Task details »
Return every line of the records below verbatim, with nothing changed.

Records supplied »
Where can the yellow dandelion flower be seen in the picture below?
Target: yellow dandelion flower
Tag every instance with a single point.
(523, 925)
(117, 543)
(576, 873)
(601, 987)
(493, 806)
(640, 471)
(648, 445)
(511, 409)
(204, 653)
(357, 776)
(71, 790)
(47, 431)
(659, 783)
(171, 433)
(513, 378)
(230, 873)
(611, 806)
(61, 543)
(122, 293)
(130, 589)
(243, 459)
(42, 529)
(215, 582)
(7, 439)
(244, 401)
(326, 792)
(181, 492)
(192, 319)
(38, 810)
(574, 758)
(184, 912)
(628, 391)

Reply to the task »
Where can the yellow dandelion flower be seen in the picture below?
Target: yellow dandelion flower
Tag every instance with a single point.
(523, 925)
(117, 543)
(576, 873)
(601, 987)
(493, 806)
(640, 471)
(648, 445)
(511, 409)
(204, 653)
(357, 776)
(71, 790)
(47, 431)
(659, 783)
(171, 433)
(513, 378)
(230, 873)
(611, 806)
(61, 543)
(122, 293)
(130, 589)
(243, 459)
(42, 529)
(215, 582)
(7, 439)
(244, 401)
(326, 792)
(181, 492)
(192, 319)
(38, 810)
(574, 758)
(184, 912)
(628, 391)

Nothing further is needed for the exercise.